*Extrait choisi*
——
E Kant (1724-1804)
L'image la plus éloquente de la philosophie kantienne est celle que Kant en
donne lui-même, lorsqu'il compare sa méthode à la révolution copernicienne
qui fit passer l'astronomie du géocentrisme à l'héliocentrisme.
Ce révolutionnaire, à la santé fragile et à la vie sans surprise, est né à
Königsberg (Prusse orientale) en 1724, dans une famille très modeste. La
piété profonde de sa mère lui inspire une horreur du mensonge et de la
mauvaise foi, qu'il appliquera non seulement en morale mais également dans
sa pensée spéculative.
Après des études de théologie et de philosophie, il devient précepteur en
1746, et s'introduit ainsi dans la bonne société de sa ville. Le penseur
austère se double d'un homme raffiné dont l'esprit est apprécié dans les
salons. En 1755, il devient privat dozent et entame 40 années
d'enseignement. Il donne des cours de science, logique, métaphysique,
théologie, anthropologie, pédagogie. En même temps, il développe sa
recherche personnelle jusqu'à la publication tardive de ses grandes œuvres :
en 1781, alors qu'il a presque 60 ans, paraît la Critique de la raison pure
; en 1788, la Critique de la raison pratique ; enfin, en 1790, la Critique
de la faculté de juger. Cette intense création intellectuelle est soutenue
par une vie parfaitement réglée : on raconte que seules la lecture d'une
grande œuvre de Rousseau ou l'annonce de la Révolution française purent
changer l'heure et le cours immuable de sa promenade quotidienne. Vers la
fin de sa vie, Kant s'attache surtout à des questions religieuses, et
s'efforce d'achever sa philosophie de la nature. Cette vie sereine, vouée au
travail et agrémentée d'amitiés intellectuelles, s'achève en 1804, sur ces
derniers mots : " es ist gut ", " c'est bien ".
Le but de la philosophie critique est d'établir si la métaphysique, qui
cherche à connaître des objets au-delà du sensible, est possible comme
science. Or, sur ces problèmes fondamentaux que sont l'existence de Dieu,
l'immortalité de l'âme, et la liberté, il n'existe aucun accord entre les
philosophies. Loin de progresser, comme le font la physique et la
mathématique, la métaphysique est un champ de bataille sans arbitre. D'où la
nécessité d'une critique, qui serve de tribunal où la raison elle-même juge
ses prétentions et reconnaisse ses limites. Seule l'entreprise critique peut
éviter que la philosophie s'épuise en vains conflits, et que le scepticisme
triomphe ; elle seule est à même de redonner confiance à la raison et
d'assurer son exercice légitime.
——
*Consignes*
a) Combien de lignes des rangées ci-dessous contiennent le mot "board" ? Comptez-les et donnez uniquement ce nombre.
b) Poursuivez le texte sur Kant ci-dessus en enchaînant directement après sa dernière phrase.
——
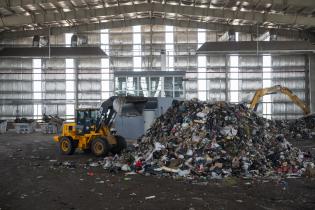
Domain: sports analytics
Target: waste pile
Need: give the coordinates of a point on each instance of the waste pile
(302, 128)
(23, 120)
(196, 139)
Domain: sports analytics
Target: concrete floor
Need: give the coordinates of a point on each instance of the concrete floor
(30, 180)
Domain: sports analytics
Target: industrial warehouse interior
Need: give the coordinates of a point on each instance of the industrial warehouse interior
(157, 104)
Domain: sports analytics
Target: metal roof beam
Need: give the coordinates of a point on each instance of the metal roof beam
(256, 17)
(155, 21)
(284, 3)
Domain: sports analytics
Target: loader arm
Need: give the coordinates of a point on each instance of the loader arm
(278, 89)
(126, 106)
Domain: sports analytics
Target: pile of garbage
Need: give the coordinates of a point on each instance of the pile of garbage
(196, 139)
(300, 129)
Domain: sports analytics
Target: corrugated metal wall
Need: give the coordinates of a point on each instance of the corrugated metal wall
(16, 74)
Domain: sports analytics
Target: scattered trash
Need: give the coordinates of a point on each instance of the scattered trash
(150, 197)
(90, 173)
(203, 141)
(23, 196)
(93, 164)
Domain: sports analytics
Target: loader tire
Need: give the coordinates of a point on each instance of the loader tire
(120, 146)
(100, 147)
(67, 146)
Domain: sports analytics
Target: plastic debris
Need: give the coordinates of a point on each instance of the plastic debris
(199, 140)
(150, 197)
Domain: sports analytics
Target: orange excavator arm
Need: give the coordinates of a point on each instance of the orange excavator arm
(278, 89)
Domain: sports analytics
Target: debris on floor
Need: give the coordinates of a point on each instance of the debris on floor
(199, 140)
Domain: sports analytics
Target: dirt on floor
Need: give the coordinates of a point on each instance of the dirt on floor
(31, 179)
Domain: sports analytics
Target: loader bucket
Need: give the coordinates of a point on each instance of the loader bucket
(129, 105)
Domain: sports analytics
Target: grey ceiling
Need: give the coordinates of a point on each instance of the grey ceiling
(28, 17)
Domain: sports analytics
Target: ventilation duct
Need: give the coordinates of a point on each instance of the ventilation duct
(36, 39)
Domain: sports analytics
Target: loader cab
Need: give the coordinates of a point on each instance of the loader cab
(85, 120)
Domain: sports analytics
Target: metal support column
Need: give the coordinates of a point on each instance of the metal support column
(312, 82)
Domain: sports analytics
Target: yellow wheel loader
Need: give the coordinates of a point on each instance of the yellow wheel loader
(91, 130)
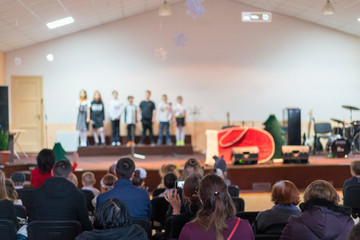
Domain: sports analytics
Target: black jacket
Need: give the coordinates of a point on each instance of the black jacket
(59, 199)
(133, 232)
(7, 211)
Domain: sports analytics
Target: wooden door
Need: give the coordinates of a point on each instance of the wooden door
(27, 112)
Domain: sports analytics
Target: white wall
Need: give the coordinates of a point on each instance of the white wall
(249, 69)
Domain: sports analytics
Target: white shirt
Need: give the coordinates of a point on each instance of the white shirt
(130, 116)
(116, 107)
(165, 112)
(179, 110)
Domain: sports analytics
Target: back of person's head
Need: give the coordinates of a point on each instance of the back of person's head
(62, 168)
(285, 193)
(125, 168)
(88, 179)
(112, 213)
(191, 188)
(217, 207)
(355, 167)
(73, 179)
(321, 189)
(169, 180)
(18, 178)
(107, 182)
(355, 233)
(3, 194)
(10, 190)
(45, 160)
(192, 166)
(137, 180)
(112, 169)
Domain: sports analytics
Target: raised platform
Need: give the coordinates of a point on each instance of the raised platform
(144, 149)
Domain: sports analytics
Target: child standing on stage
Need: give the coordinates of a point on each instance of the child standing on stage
(179, 119)
(116, 107)
(130, 120)
(147, 115)
(164, 119)
(97, 117)
(83, 120)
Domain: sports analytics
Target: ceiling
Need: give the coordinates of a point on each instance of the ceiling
(22, 22)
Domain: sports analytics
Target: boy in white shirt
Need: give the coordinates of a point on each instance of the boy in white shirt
(116, 107)
(130, 120)
(179, 119)
(164, 119)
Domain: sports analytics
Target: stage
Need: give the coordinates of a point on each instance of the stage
(250, 178)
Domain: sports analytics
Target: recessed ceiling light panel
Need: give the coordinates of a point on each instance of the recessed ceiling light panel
(256, 16)
(60, 22)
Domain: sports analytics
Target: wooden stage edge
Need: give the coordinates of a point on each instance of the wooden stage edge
(249, 178)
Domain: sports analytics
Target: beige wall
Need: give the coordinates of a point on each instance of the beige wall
(2, 69)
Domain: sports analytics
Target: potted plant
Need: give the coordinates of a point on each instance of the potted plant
(4, 147)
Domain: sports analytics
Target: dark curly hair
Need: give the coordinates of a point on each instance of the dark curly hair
(112, 213)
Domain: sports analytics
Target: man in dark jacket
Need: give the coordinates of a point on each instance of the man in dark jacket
(59, 199)
(136, 199)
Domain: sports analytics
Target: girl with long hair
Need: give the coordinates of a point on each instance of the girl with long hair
(216, 219)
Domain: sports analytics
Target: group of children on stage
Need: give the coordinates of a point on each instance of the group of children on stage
(94, 113)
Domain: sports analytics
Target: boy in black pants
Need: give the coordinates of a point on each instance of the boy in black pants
(147, 115)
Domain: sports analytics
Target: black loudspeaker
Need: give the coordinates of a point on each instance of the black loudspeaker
(294, 126)
(4, 109)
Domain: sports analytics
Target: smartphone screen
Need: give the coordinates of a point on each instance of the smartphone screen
(179, 184)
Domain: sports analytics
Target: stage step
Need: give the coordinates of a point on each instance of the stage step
(145, 150)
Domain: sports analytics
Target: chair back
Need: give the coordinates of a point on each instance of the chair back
(160, 207)
(89, 196)
(145, 224)
(54, 230)
(250, 216)
(20, 211)
(7, 230)
(352, 199)
(266, 237)
(158, 191)
(233, 191)
(322, 128)
(239, 204)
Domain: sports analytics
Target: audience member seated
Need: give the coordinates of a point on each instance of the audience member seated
(11, 192)
(321, 218)
(355, 172)
(285, 196)
(169, 182)
(216, 219)
(19, 180)
(45, 161)
(220, 169)
(59, 199)
(355, 233)
(139, 177)
(190, 195)
(7, 209)
(136, 199)
(165, 169)
(88, 180)
(112, 222)
(107, 182)
(192, 166)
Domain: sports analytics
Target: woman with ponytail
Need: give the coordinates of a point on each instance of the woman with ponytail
(216, 219)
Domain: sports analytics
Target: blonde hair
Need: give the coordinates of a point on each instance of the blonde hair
(3, 194)
(88, 178)
(321, 189)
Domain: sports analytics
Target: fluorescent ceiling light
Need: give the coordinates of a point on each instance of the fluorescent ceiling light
(60, 22)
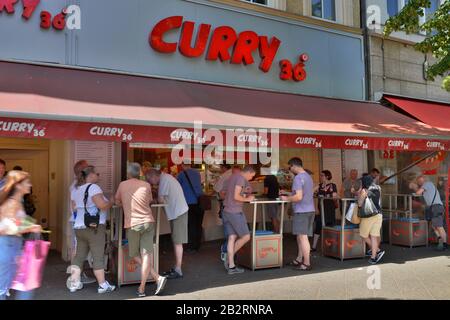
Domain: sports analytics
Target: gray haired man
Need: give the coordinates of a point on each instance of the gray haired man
(135, 196)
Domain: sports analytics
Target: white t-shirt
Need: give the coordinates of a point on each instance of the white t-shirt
(176, 203)
(220, 184)
(77, 195)
(71, 189)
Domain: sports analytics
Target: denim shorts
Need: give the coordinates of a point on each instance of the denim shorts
(10, 250)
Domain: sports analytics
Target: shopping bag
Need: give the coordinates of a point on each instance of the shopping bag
(352, 214)
(31, 265)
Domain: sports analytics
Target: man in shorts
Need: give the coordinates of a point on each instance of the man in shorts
(171, 193)
(302, 199)
(238, 191)
(432, 197)
(135, 196)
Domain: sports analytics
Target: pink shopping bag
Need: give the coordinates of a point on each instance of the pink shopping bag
(31, 265)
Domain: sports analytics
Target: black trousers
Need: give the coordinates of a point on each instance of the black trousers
(195, 229)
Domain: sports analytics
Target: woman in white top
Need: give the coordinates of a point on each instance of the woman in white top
(90, 238)
(13, 224)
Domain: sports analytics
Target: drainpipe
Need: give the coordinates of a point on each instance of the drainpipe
(366, 37)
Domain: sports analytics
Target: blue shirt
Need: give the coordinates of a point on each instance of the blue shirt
(194, 176)
(304, 182)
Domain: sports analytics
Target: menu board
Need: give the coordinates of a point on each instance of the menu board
(101, 155)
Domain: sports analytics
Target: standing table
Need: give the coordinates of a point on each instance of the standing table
(343, 242)
(404, 230)
(265, 249)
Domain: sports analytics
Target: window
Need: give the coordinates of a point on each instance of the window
(325, 9)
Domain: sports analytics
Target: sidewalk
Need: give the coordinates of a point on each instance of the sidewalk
(418, 273)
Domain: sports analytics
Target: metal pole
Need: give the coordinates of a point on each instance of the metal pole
(411, 237)
(343, 230)
(281, 234)
(255, 209)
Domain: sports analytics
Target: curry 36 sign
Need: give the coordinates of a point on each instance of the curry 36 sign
(70, 16)
(226, 45)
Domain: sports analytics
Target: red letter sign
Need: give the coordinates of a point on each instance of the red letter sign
(267, 52)
(8, 5)
(28, 8)
(46, 20)
(223, 38)
(186, 39)
(248, 42)
(156, 36)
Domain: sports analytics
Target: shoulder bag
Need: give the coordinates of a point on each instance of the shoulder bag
(203, 201)
(90, 221)
(434, 210)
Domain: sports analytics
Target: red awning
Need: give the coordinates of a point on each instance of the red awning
(79, 104)
(433, 113)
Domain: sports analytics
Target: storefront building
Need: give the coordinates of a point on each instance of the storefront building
(116, 82)
(398, 80)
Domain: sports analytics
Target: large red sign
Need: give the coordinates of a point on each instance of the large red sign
(225, 45)
(65, 130)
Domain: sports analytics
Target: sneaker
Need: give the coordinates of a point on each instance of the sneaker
(235, 270)
(140, 294)
(172, 274)
(86, 280)
(75, 287)
(225, 261)
(377, 258)
(109, 288)
(160, 284)
(380, 255)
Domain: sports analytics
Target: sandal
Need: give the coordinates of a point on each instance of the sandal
(303, 267)
(295, 263)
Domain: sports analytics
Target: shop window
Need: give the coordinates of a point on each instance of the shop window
(325, 9)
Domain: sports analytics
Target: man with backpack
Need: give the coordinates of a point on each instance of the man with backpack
(369, 203)
(434, 210)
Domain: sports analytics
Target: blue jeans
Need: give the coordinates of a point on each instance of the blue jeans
(10, 250)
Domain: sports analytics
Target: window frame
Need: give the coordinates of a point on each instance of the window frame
(336, 3)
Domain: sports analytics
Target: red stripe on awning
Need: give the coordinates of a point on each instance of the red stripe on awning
(432, 113)
(70, 130)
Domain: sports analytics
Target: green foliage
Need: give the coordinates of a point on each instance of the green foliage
(437, 27)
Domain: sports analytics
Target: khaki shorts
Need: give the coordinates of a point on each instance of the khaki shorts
(371, 226)
(179, 229)
(140, 239)
(94, 241)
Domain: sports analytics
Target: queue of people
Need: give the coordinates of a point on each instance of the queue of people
(89, 206)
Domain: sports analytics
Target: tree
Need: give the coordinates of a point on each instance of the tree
(437, 27)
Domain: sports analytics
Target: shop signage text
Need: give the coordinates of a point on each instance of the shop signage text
(70, 16)
(226, 45)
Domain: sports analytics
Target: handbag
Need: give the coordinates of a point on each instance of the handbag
(31, 265)
(203, 201)
(352, 214)
(434, 210)
(90, 221)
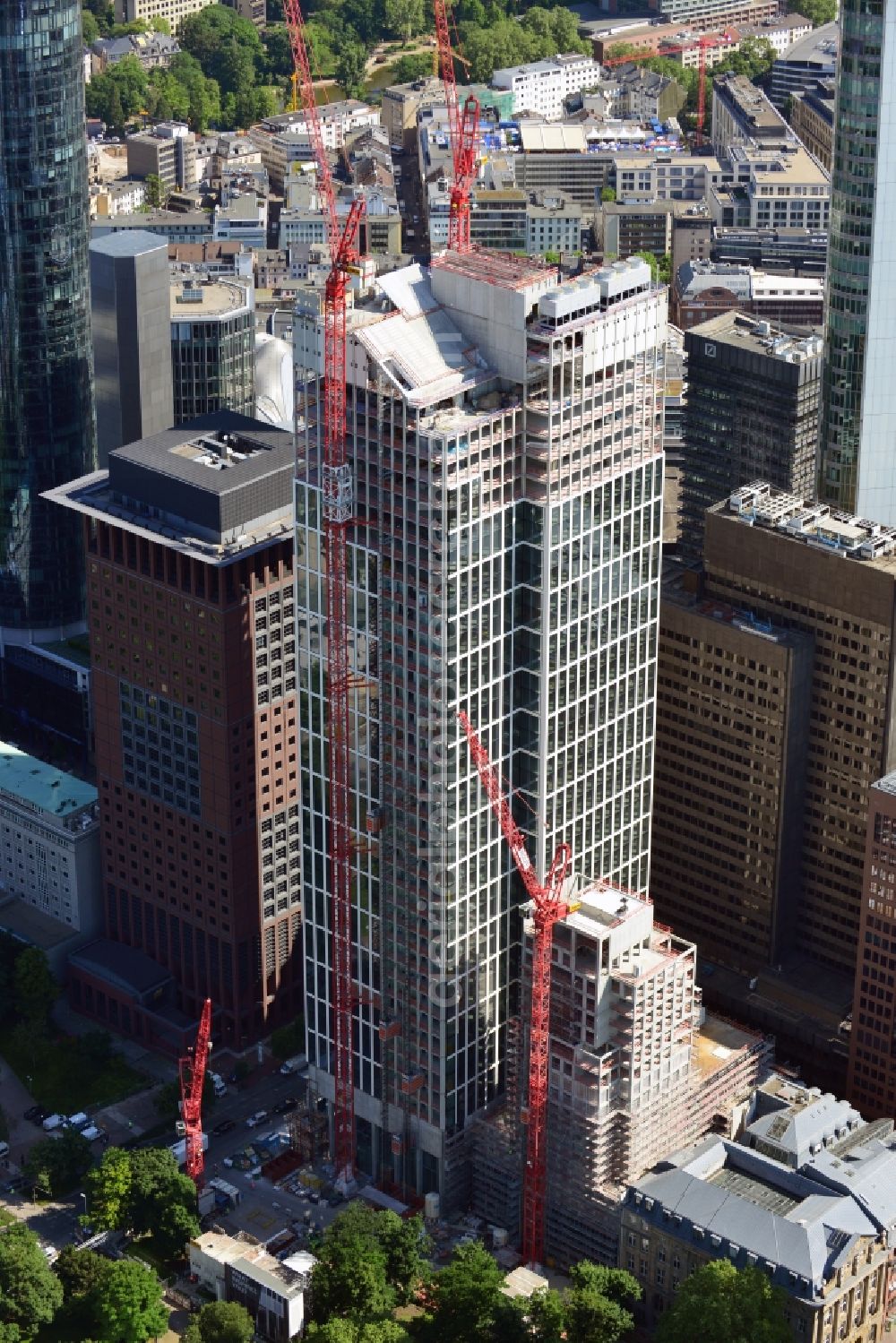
——
*Réponses*
a) 2

b)
La critique propose une approche épistémologique qui légitime ou récuse les
connaissances que nous possédons, en réfléchissant sur les conditions de
possibilité de toute connaissance. C'est ce qui la définit comme philosophie
transcendantale, c'est-à-dire comme une philosophie portant sur l'étude des
conditions a priori de la connaissance, conditions qui sont universelles et
nécessaires.
Ce retour de la pensée sur elle-même et sur son propre fonctionnement
suppose un changement de perspective, analogue à la révolution copernicienne
en astronomie : ce n'est plus la connaissance qui s'adapte aux objets
qu'elle rencontre, mais les objets qui se règlent sur la forme de notre
connaissance. Connaître n'est pas épouser la forme d'un objet déjà
constitué, c'est construire cet objet selon les normes (jugements,
catégories, schèmes et principes) que la raison tire d'elle-même, à partir
d'une diversité donnée. L'objectivité résulte donc de la structure du sujet
connaissant, ce qui à la fois rend possible une connaissance a priori, mais
la voue à ne saisir que des phénomènes.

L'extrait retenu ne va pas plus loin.